** BEGIN Provided data **

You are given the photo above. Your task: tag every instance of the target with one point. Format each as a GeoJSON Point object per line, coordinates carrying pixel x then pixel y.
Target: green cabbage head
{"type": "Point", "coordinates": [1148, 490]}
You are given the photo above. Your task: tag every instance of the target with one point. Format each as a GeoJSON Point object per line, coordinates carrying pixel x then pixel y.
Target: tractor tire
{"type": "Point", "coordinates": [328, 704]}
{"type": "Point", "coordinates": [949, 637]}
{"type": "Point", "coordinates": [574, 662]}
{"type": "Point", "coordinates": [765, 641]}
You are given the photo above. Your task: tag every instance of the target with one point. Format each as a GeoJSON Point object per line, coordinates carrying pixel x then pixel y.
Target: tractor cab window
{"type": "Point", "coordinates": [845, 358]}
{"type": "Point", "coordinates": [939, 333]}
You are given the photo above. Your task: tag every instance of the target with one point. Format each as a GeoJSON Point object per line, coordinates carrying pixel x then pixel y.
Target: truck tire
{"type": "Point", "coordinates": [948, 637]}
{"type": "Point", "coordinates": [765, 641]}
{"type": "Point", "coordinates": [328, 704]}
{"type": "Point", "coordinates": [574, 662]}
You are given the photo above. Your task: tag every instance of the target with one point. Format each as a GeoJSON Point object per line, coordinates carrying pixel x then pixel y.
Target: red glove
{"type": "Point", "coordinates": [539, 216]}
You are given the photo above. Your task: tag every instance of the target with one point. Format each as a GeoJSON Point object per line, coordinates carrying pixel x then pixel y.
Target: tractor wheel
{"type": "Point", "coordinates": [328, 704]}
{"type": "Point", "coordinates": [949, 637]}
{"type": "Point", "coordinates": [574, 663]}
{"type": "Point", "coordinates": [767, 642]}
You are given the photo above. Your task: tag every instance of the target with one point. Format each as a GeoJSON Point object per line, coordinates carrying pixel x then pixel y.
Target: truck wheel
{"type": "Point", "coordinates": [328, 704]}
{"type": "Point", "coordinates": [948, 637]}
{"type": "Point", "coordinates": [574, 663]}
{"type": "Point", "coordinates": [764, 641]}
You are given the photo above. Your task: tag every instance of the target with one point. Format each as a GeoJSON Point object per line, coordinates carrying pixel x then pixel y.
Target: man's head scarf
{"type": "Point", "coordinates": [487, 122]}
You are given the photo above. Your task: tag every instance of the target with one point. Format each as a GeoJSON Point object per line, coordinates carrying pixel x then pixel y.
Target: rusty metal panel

** END Provided data **
** BEGIN Provided data **

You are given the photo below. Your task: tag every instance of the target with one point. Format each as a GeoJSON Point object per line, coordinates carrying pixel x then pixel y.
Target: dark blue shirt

** END Provided data **

**Given problem:** Reproduce word for word the lines starting with the one that contains "You are given the photo below." and ending with the one that contains "Target: dark blue shirt", including both, and nothing else.

**Solution to this exercise:**
You are given the photo below. Your task: tag every instance of the target with one point. Format each as a GeoJSON Point object per line, coordinates carrying pixel x then pixel y.
Target: dark blue shirt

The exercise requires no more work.